:: TASK INPUT ::
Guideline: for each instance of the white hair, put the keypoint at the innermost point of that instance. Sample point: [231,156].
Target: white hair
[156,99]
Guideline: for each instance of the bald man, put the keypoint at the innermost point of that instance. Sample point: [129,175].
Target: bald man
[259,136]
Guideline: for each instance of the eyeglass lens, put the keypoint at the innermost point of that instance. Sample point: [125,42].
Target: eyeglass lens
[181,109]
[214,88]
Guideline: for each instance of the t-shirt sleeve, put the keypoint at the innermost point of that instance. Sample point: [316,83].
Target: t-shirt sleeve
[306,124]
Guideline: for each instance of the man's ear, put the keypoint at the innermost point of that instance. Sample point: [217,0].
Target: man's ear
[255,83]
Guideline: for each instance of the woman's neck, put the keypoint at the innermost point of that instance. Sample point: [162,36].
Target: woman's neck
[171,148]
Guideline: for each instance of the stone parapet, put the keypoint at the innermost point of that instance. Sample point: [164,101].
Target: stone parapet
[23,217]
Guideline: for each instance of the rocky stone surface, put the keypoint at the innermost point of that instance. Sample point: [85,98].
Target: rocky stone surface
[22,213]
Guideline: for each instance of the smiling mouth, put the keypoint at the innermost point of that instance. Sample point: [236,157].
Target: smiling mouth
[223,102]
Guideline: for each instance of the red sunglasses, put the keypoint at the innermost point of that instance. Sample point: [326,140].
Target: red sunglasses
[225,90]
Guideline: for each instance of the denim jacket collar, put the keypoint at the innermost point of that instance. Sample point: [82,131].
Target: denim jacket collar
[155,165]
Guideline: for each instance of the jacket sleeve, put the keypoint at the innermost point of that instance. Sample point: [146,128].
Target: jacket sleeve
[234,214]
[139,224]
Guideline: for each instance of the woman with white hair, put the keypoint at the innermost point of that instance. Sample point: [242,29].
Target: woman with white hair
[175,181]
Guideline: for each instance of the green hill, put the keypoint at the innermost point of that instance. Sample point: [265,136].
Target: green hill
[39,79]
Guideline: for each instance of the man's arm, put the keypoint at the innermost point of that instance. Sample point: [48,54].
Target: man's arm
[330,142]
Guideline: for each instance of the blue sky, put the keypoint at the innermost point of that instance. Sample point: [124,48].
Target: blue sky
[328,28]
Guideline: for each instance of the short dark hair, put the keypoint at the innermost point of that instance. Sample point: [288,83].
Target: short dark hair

:: THE TASK ::
From the line containing "Guideline: for each instance of the blue" to the final line of the data above, transcribe every line exactly and nothing more.

:: ANSWER BOX ::
Guideline: for each instance of the blue sky, put the keypoint at the innermost point of that instance. Sample point: [124,48].
Target: blue sky
[328,28]
Guideline: for each instance of the short dark hair, put the keypoint at the innermost point of that instance. Sample point: [288,83].
Target: short dark hair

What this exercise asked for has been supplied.